*TASK PROMPT*
Your answer must be the full set of entries, reproduced exactly.
-------------------------
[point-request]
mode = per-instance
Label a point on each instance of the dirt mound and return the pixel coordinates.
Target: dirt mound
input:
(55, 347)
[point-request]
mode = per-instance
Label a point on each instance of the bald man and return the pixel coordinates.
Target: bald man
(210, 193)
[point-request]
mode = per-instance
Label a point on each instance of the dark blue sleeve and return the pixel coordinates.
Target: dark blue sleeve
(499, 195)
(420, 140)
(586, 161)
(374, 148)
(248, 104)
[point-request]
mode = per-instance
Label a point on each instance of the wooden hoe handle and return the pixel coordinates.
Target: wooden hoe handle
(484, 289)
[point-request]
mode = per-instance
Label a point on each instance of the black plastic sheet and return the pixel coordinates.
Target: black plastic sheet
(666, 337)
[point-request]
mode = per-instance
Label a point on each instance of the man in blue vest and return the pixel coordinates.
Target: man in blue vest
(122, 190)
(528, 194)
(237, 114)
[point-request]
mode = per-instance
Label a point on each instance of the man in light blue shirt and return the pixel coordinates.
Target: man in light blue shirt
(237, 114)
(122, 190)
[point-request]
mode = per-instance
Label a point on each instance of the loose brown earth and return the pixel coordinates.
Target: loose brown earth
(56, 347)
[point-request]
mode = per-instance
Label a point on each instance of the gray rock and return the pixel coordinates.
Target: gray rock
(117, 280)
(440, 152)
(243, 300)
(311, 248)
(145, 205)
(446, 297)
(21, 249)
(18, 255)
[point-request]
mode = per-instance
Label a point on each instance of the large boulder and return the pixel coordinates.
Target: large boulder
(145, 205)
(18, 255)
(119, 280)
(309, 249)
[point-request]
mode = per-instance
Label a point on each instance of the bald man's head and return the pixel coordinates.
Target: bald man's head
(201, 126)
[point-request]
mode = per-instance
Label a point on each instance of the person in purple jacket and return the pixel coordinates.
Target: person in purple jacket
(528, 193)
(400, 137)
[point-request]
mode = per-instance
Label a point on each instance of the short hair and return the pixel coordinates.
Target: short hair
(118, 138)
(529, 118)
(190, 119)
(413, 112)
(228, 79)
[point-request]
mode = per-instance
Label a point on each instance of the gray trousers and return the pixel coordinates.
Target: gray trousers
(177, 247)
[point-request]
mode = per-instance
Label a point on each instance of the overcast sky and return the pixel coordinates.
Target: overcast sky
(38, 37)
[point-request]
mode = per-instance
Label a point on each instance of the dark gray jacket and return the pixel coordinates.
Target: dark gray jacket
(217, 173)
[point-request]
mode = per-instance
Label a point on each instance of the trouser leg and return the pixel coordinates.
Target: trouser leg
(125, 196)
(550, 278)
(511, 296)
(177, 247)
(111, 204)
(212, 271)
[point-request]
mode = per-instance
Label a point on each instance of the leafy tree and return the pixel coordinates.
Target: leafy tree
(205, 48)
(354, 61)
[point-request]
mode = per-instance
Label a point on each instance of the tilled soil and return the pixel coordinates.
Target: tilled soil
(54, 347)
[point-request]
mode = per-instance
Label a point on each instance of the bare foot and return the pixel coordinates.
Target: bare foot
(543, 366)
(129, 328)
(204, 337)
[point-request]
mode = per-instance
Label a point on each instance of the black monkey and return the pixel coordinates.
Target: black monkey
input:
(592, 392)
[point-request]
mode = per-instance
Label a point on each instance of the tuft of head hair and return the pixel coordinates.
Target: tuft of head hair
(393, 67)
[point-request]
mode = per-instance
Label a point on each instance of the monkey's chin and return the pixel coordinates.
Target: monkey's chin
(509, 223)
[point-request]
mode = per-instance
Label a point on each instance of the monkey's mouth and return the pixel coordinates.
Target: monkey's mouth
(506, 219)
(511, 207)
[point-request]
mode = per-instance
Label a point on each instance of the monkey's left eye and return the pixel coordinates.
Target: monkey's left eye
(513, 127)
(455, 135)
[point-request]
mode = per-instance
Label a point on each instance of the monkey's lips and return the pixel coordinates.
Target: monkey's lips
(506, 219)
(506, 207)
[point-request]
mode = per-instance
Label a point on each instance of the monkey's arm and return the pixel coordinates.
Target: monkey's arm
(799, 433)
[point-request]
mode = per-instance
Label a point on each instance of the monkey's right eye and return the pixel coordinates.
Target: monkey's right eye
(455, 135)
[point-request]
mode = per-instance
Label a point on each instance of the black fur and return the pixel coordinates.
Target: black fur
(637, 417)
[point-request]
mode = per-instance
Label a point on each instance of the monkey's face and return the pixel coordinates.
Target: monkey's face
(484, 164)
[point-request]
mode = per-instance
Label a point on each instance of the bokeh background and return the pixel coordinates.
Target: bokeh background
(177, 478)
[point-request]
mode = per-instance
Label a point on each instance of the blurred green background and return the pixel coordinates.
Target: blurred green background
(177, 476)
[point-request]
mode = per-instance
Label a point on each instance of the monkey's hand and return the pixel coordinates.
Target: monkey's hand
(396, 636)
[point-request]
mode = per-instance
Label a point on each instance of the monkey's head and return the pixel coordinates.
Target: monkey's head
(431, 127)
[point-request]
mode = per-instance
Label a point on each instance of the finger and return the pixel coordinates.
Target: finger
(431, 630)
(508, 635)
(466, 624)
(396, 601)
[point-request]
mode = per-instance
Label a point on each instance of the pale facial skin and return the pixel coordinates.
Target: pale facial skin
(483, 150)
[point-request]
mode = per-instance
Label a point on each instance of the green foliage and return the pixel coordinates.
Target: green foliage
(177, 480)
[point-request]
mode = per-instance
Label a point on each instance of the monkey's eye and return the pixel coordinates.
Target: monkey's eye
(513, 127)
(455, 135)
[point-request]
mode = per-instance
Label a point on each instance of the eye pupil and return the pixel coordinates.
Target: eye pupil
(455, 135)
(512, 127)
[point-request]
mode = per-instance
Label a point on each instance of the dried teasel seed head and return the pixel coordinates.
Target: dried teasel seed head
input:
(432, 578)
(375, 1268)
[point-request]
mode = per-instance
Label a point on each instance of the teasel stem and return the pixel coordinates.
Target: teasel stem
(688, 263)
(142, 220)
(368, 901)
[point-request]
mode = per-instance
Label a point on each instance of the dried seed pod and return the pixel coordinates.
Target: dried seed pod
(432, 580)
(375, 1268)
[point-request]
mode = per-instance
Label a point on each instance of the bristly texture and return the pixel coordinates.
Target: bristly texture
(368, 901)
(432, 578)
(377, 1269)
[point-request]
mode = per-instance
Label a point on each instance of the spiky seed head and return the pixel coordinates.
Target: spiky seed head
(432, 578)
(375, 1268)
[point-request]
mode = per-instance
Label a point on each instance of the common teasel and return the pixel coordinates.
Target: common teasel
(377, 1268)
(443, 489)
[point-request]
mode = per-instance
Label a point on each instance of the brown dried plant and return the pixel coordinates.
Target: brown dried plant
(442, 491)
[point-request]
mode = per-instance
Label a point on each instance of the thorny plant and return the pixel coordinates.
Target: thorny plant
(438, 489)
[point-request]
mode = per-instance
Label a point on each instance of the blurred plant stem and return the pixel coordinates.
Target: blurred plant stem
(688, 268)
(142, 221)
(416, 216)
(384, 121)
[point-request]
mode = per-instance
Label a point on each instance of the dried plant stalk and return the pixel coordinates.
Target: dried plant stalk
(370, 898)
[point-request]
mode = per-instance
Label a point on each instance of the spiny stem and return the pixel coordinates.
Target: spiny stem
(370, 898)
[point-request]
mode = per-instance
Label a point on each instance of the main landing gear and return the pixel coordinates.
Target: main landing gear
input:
-------------------------
*SOLUTION*
[point-request]
mode = per-instance
Label a point on each instance of the dirt mound and return the pixel coordinates.
Target: dirt mound
input:
(55, 347)
[point-request]
mode = per-instance
Label a point on each instance of the bald man and return the pixel coordinates.
Target: bald man
(210, 193)
[point-request]
mode = per-instance
Label a point on each instance of the dark blue sleeve and return the pixel coordinates.
Target: dark blue sleeve
(499, 195)
(420, 140)
(586, 161)
(374, 148)
(248, 104)
[point-request]
mode = per-instance
Label a point on each instance of the wooden hoe handle and return the pixel coordinates.
Target: wooden hoe handle
(484, 289)
[point-request]
mode = per-instance
Label a point on each instance of the black plastic sheet and return the pixel coordinates.
Target: black plastic sheet
(666, 337)
[point-request]
mode = per-instance
Label a point on each instance of the man in blue vest and return the pixel coordinates.
Target: man in blue vest
(122, 190)
(528, 194)
(237, 114)
[point-request]
mode = per-instance
Label a point on each instance of the man in light blue shirt and return the pixel coordinates.
Target: man in light blue shirt
(237, 114)
(122, 190)
[point-request]
mode = per-instance
Label a point on each instance of the loose brown earth and return the pixel coordinates.
Target: loose brown earth
(56, 347)
[point-request]
mode = per-instance
Label a point on each instance of the gray rock and return the pixel coordinates.
Target: gray rock
(117, 280)
(440, 152)
(243, 300)
(311, 248)
(145, 205)
(446, 297)
(21, 249)
(18, 255)
[point-request]
mode = per-instance
Label a point on each instance of the large boulder and return the pixel coordinates.
Target: large boulder
(145, 205)
(18, 255)
(119, 280)
(309, 249)
[point-request]
mode = per-instance
Label a point on each instance of the bald man's head and return the pixel coordinates.
Target: bald man's head
(201, 126)
[point-request]
mode = per-instance
Label a point on each instance of the person in purple jacket and return the pixel coordinates.
Target: person in purple jacket
(528, 193)
(400, 137)
[point-request]
mode = per-instance
Label a point on each instance of the short hair and return the pixel coordinates.
Target: short hair
(118, 138)
(529, 118)
(190, 119)
(413, 112)
(228, 79)
[point-request]
mode = per-instance
Label a point on each instance of the gray trousers and return the pixel coordinates.
Target: gray trousers
(177, 247)
[point-request]
mode = per-instance
Label a point on each instance of the overcast sky and return the pixel coordinates.
Target: overcast sky
(38, 37)
[point-request]
mode = per-instance
Label a point on each instance of the dark gray jacket and return the pixel coordinates.
Target: dark gray jacket
(217, 173)
[point-request]
mode = per-instance
Label a point on each instance of the trouser leg and return the pixel coordinates.
Target: trouser leg
(125, 196)
(550, 278)
(511, 296)
(177, 247)
(111, 204)
(212, 271)
[point-request]
mode = per-instance
Label a point on each instance of the leafy tree and return the pixel coordinates.
Target: leafy tree
(205, 48)
(354, 61)
[point-request]
mode = per-instance
Label a point on each instance of the tilled soil and return the pixel coordinates.
Target: tilled soil
(54, 347)
[point-request]
mode = per-instance
Label a point on each instance of the bare foot and return the pixel coordinates.
Target: bare foot
(543, 366)
(129, 328)
(204, 337)
[point-request]
mode = per-instance
Label a point on each instance of the black monkey and return the pixel coordinates.
Target: black monkey
input:
(592, 392)
[point-request]
mode = per-instance
Label a point on each instance of the tuft of head hair and return the pixel coordinates.
Target: tuft of head hair
(393, 67)
[point-request]
mode = per-instance
Label a point on each instance of the monkey's chin and return the pixel coordinates.
Target: monkey's chin
(509, 223)
[point-request]
mode = per-instance
Label a point on each instance of the monkey's mouth and return the pixel coordinates.
Target: monkey's mouth
(506, 219)
(511, 207)
[point-request]
mode = per-instance
Label a point on each instance of the monkey's left eye and return the pixel coordinates.
Target: monkey's left eye
(513, 127)
(455, 135)
[point-request]
mode = per-instance
Label a point on each instance of the monkey's lips and return the pixel coordinates.
Target: monkey's lips
(506, 219)
(506, 207)
[point-request]
mode = per-instance
Label a point on each instance of the monkey's arm and return the pixel coordinates.
Target: monkey's arm
(799, 433)
[point-request]
mode = per-instance
Label a point on each instance of the monkey's right eye and return the pixel coordinates.
Target: monkey's right eye
(455, 135)
[point-request]
mode = per-instance
Label a point on each instance of the black fur and return the pixel coordinates.
Target: black fur
(637, 417)
[point-request]
mode = per-instance
Label a point on each instance of the monkey's face and return the pixel coordinates.
Target: monkey's face
(484, 164)
[point-request]
mode = per-instance
Label a point on each instance of the bokeh background and return the pixel coordinates.
Target: bokeh background
(177, 478)
[point-request]
mode = per-instance
Label a point on each instance of the blurred green background and return the pixel coordinates.
Target: blurred green background
(177, 476)
[point-request]
mode = per-instance
Label a point on each instance of the monkey's hand and return the pixel coordinates.
Target: monkey's hand
(396, 636)
[point-request]
mode = per-instance
Label a point on each instance of the monkey's head and return the pixel coordinates.
Target: monkey's head
(431, 127)
[point-request]
mode = per-instance
Label a point on each instance of the finger and return the pixel coordinates.
Target: finger
(431, 630)
(508, 635)
(466, 624)
(396, 601)
[point-request]
mode = per-instance
Label a point on each instance of the pale facial skin and return the pixel coordinates.
Target: pale facial skin
(483, 150)
[point-request]
mode = per-instance
Label a point on each instance of the green foliage and return the pixel coordinates.
Target: green foliage
(177, 480)
[point-request]
mode = per-instance
Label a point on each instance of the monkey's eye and return the pixel coordinates.
Target: monkey's eye
(513, 127)
(455, 135)
[point-request]
mode = per-instance
Label a point on each instance of the eye pupil and return the pixel coordinates.
Target: eye pupil
(455, 135)
(512, 127)
[point-request]
mode = per-instance
Label a point on each instance of the dried teasel seed head and return the pixel coordinates.
Target: dried teasel seed head
input:
(432, 578)
(375, 1268)
[point-request]
mode = per-instance
Label a point on each instance of the teasel stem and return the pixel coordinates.
Target: teasel stem
(688, 263)
(142, 220)
(368, 901)
[point-request]
mode = per-instance
Label a point on each instance of the dried seed pod and return the pixel coordinates.
Target: dried seed pod
(432, 580)
(375, 1268)
[point-request]
mode = per-instance
Label a point on each instance of the bristly texture and return the pixel coordinates.
Target: bristly texture
(368, 901)
(432, 578)
(377, 1269)
[point-request]
mode = per-instance
Label a point on each instance of the spiky seed head and return the pixel coordinates.
Target: spiky seed head
(432, 578)
(375, 1268)
[point-request]
mode = per-instance
Label a point on each instance of the common teasel and return the pixel coordinates.
Target: common teasel
(377, 1268)
(443, 489)
[point-request]
mode = per-instance
Label a point on each instance of the brown dried plant and return the pixel coordinates.
Target: brown dried plant
(442, 491)
[point-request]
mode = per-instance
Label a point on each instance of the thorny plant and return the pixel coordinates.
Target: thorny plant
(438, 489)
[point-request]
mode = per-instance
Label a point on each instance of the blurred plant stem and return the pixel coordinates.
Target: blurred plant stem
(688, 268)
(142, 221)
(416, 216)
(384, 121)
[point-request]
mode = per-instance
Label a point on each instance of the dried plant stalk and return the pixel coordinates.
Target: dried plant stalk
(370, 898)
[point-request]
mode = per-instance
Label a point on each instance of the spiny stem and return the pixel coordinates.
Target: spiny stem
(370, 898)
[point-request]
mode = per-instance
Label a point on each instance of the main landing gear and return the pixel coordinates.
Target: main landing gear
input:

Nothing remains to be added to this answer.